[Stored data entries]
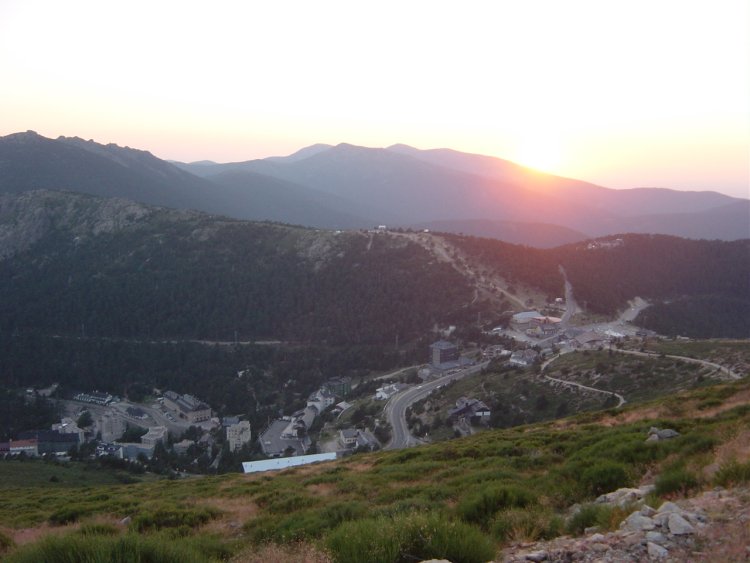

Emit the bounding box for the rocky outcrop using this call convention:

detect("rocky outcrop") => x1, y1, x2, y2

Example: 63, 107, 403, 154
0, 190, 160, 259
502, 487, 749, 562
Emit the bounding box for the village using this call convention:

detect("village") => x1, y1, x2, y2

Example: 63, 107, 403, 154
0, 302, 654, 475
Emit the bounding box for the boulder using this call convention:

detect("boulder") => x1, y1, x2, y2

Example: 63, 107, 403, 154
646, 531, 667, 544
657, 501, 683, 514
668, 513, 695, 535
524, 550, 548, 562
621, 512, 656, 532
648, 542, 669, 559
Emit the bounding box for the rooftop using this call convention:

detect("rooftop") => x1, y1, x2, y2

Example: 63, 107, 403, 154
430, 340, 457, 350
242, 453, 337, 474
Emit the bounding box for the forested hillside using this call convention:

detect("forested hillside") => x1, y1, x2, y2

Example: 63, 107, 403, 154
0, 192, 472, 345
452, 233, 750, 338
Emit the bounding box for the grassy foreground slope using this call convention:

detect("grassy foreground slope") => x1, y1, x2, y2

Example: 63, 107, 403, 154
2, 376, 749, 562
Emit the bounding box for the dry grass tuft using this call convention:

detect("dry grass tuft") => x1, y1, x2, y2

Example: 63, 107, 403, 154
231, 541, 332, 563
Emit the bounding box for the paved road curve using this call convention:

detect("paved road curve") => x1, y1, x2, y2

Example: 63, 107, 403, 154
384, 362, 489, 450
540, 353, 626, 407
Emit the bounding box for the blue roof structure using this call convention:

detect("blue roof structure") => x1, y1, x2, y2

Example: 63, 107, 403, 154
242, 452, 338, 474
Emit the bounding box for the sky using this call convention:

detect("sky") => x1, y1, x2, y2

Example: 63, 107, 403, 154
0, 0, 748, 198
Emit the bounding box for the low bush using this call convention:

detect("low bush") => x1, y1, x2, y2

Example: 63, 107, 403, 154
565, 503, 630, 535
326, 512, 495, 563
48, 504, 94, 525
579, 461, 630, 497
457, 485, 536, 526
4, 533, 212, 563
0, 530, 14, 554
130, 505, 220, 532
654, 468, 700, 497
714, 460, 750, 487
491, 508, 563, 543
76, 522, 120, 536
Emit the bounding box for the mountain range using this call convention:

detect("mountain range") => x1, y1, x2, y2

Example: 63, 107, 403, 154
0, 131, 747, 246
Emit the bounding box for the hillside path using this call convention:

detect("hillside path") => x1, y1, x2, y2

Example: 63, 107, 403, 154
613, 348, 741, 380
541, 353, 626, 407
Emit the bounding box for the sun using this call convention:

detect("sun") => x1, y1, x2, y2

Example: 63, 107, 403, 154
515, 134, 564, 174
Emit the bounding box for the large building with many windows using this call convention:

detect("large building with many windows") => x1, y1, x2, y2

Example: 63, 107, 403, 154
163, 391, 211, 423
226, 420, 252, 452
429, 340, 459, 366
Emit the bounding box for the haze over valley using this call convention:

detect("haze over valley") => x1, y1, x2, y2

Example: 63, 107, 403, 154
1, 1, 748, 561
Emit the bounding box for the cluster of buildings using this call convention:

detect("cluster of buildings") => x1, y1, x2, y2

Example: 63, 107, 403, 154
448, 397, 491, 424
259, 377, 352, 458
510, 311, 563, 338
338, 427, 378, 451
0, 416, 85, 457
162, 391, 212, 424
73, 391, 115, 406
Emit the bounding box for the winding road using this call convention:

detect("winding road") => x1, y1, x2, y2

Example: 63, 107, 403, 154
384, 362, 489, 450
540, 353, 627, 407
612, 348, 741, 380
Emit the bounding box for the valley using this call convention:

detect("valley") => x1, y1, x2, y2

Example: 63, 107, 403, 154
0, 144, 747, 562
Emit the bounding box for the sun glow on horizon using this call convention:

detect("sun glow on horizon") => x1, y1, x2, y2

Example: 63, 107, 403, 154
514, 133, 565, 175
0, 0, 747, 197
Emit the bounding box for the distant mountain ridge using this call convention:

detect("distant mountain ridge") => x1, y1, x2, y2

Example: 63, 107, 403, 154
1, 191, 747, 341
1, 132, 746, 245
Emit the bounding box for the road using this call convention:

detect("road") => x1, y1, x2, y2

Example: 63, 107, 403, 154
540, 353, 626, 407
612, 348, 741, 380
384, 361, 489, 450
558, 265, 579, 328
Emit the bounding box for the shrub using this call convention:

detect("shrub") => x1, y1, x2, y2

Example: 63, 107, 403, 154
0, 530, 14, 554
326, 512, 495, 563
579, 461, 630, 497
491, 508, 563, 543
565, 503, 630, 535
457, 485, 536, 526
76, 523, 120, 536
4, 534, 210, 563
130, 505, 220, 532
714, 460, 750, 487
654, 468, 700, 497
677, 433, 718, 455
48, 504, 94, 525
326, 517, 400, 563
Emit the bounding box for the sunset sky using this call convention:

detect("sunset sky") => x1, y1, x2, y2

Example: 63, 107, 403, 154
1, 0, 748, 198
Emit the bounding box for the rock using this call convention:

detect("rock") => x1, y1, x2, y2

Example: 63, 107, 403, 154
622, 532, 645, 547
590, 542, 609, 552
646, 531, 667, 544
640, 505, 656, 517
584, 526, 601, 535
646, 427, 680, 441
589, 533, 606, 542
595, 487, 643, 505
668, 513, 695, 535
119, 516, 131, 526
525, 551, 549, 562
656, 501, 682, 514
621, 512, 655, 532
639, 484, 656, 495
648, 542, 669, 559
683, 511, 707, 524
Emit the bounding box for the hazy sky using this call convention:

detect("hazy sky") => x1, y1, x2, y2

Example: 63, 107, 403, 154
1, 0, 748, 198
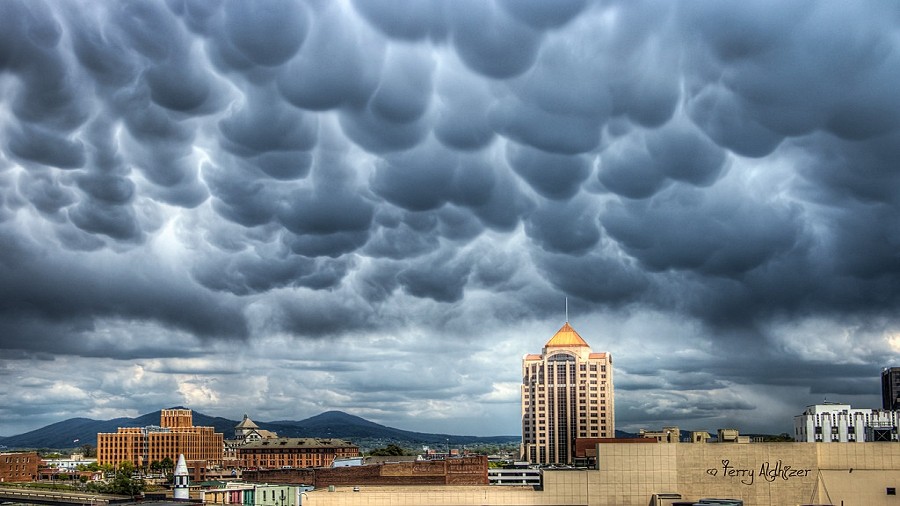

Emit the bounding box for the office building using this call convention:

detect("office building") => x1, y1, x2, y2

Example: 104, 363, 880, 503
521, 321, 614, 465
97, 408, 224, 469
883, 367, 900, 410
794, 403, 900, 442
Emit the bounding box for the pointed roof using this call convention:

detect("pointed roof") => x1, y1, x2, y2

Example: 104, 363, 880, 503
545, 322, 590, 348
174, 454, 188, 476
236, 414, 259, 429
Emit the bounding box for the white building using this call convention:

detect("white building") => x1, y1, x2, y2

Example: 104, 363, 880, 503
794, 403, 900, 442
44, 454, 96, 472
488, 466, 542, 486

WHAT YOU SHOULD DO: The entries are to be written out again exactly, though without any images.

YOUR RESPONSE:
Emit the bounding box for the rocky outcrop using this call convention:

detect("rocky outcrop") => x1, y1, x2, y2

Example: 63, 107, 403, 154
0, 190, 160, 259
502, 487, 749, 562
Emit the bounding box for the village using this call convention:

detect("village") => x1, y1, x2, y2

Example: 63, 107, 403, 154
0, 302, 654, 475
Emit the bounding box for the boulder using this call convention:

detect("boulder") => x1, y1, x2, y2

Example: 63, 107, 403, 154
646, 531, 667, 544
657, 501, 683, 514
668, 513, 695, 535
524, 550, 548, 562
621, 512, 656, 532
648, 542, 669, 559
Emit the bounding box for the rooftop using this call convention:

detect("rooftop") => x1, y1, x2, y2

Example: 63, 107, 403, 154
430, 340, 457, 350
242, 453, 337, 474
Emit the bounding box for the forested hillside using this call convention:

detect("forested hillside") => x1, y1, x2, y2

Example: 63, 107, 403, 154
0, 192, 472, 345
452, 233, 750, 338
Emit the bounding box for the grassy foreground slope using this call convention:

detect("grassy foreground slope") => x1, y1, x2, y2

Example: 63, 107, 403, 154
2, 376, 749, 562
Emit the bounding box for the dry grass tuft using this call convention:

detect("dry grass tuft") => x1, y1, x2, y2

Example: 63, 107, 403, 154
231, 541, 332, 563
Emit the bounding box for the paved road curve using this call convention:

detect("paved road curve") => x1, y1, x2, y2

Example: 63, 107, 403, 154
384, 362, 489, 450
540, 353, 626, 407
Emit the bounding box for the blue roof structure using this call convention:

detect("blue roof structure") => x1, y1, x2, y2

Example: 63, 107, 403, 154
242, 452, 338, 474
Emit the bounding box for the sky using this call convention:

detect("sky") => x1, y1, x2, y2

Example: 63, 107, 403, 154
0, 0, 748, 198
Emit the bounding box for the low bush using this call convention:

detect("low bush") => x1, y1, x2, y2

Example: 63, 107, 403, 154
565, 503, 630, 535
326, 512, 495, 563
48, 504, 94, 525
579, 461, 630, 497
457, 485, 536, 526
4, 533, 212, 563
0, 530, 14, 554
130, 505, 220, 532
654, 468, 700, 497
714, 460, 750, 487
491, 508, 563, 543
76, 522, 120, 536
Emit the bounding box for the mountain range using this call convention:

detect("mountain range") => x1, y1, x2, y2

Example: 63, 107, 403, 154
0, 131, 747, 246
Emit the bounding box for the hillside path using this call convention:

detect("hillside path") => x1, y1, x2, y2

Example: 63, 107, 403, 154
613, 348, 741, 380
541, 353, 626, 407
Emit the bounding box for the sun using this call convention:

detect("sun") => x1, y1, x2, y2

Example: 63, 107, 403, 154
515, 134, 564, 174
Emit the bounding box for the large building with many windows using this call convention:

detect("large building with many windows") => x1, y1, x2, y2

Example: 63, 107, 403, 154
163, 391, 211, 423
226, 420, 252, 452
429, 340, 459, 366
Emit the bounding box for the haze over valley using this call convention:

detect("haze over valley") => x1, y1, x2, y2

Example: 63, 107, 403, 154
1, 1, 748, 561
Emit the bounding box for the cluster of buildings using this call convention:

detect("cluster of buildings") => x1, y1, x2, y2

Example: 63, 107, 403, 154
448, 397, 491, 424
259, 377, 352, 458
510, 311, 563, 338
338, 427, 378, 451
0, 416, 85, 457
162, 391, 212, 424
73, 391, 115, 406
Emit the bounding box for the winding road using this call convention:

detect("winding road") => x1, y1, x2, y2

Example: 63, 107, 403, 154
384, 362, 489, 450
540, 353, 627, 407
612, 348, 741, 380
Emit the bounding box for the valley using this call convention:

detect("valley") => x1, y1, x2, y2

Example: 63, 107, 403, 154
0, 144, 747, 562
Emit the bounding box for the sun glow on horizon using this call convention:

detect("sun glow on horizon") => x1, y1, x2, y2

Example: 63, 107, 403, 154
514, 133, 565, 175
0, 0, 747, 197
Emit the bounding box for the distant mountain ridge using this call convention:

detect("distant mountain ridge") => x1, y1, x2, y2

Example: 63, 107, 403, 154
1, 191, 747, 341
1, 132, 746, 245
Emit the bounding box for the road using this call convention:

detect("road") => x1, y1, x2, y2

Example: 63, 107, 403, 154
540, 353, 626, 407
612, 348, 741, 380
384, 361, 489, 450
558, 265, 579, 328
Emit the bounding box for the shrub using this call convention:

detect("shrub") => x1, y1, x2, y2

Example: 63, 107, 403, 154
0, 530, 14, 554
326, 512, 495, 563
579, 461, 630, 497
491, 508, 563, 543
565, 503, 630, 535
457, 485, 536, 526
76, 523, 120, 536
4, 534, 210, 563
130, 505, 220, 532
714, 460, 750, 487
654, 468, 700, 497
677, 433, 718, 455
48, 504, 94, 525
326, 517, 400, 563
Emit the bounding box for the sunset sky using this call convention:

detect("sunset sky") => x1, y1, x2, y2

Example: 63, 107, 403, 154
1, 0, 748, 198
Emit the bounding box for the rock using this call convention:

detect("rock") => x1, y1, x2, y2

Example: 63, 107, 403, 154
622, 532, 645, 547
590, 542, 609, 552
646, 531, 667, 544
640, 505, 656, 517
584, 526, 601, 535
646, 427, 680, 441
589, 533, 606, 542
595, 487, 643, 505
668, 513, 695, 535
119, 516, 131, 526
525, 551, 549, 562
656, 501, 682, 514
621, 512, 655, 532
639, 484, 656, 495
648, 542, 669, 559
683, 511, 707, 524
Emit the bounding box for the hazy sky using this call convention:

detect("hazy sky") => x1, y1, x2, y2

Example: 63, 107, 403, 154
1, 0, 748, 198

Emit the bounding box for the office building using this call convention:

detect("office building") => x1, y1, x2, y2

Example: 104, 363, 880, 503
521, 321, 614, 465
97, 408, 224, 469
883, 367, 900, 410
794, 403, 900, 442
Emit the bounding box for the pointed roof using this call convention:

detect("pointed roof") => x1, y1, x2, y2

Example: 104, 363, 880, 503
545, 322, 590, 348
174, 454, 188, 476
236, 414, 259, 429
Emit the bounding box for the white building using this call convention:

detect("white building") => x1, y1, x2, y2

Example: 104, 363, 880, 503
794, 403, 900, 442
44, 454, 96, 472
488, 466, 542, 486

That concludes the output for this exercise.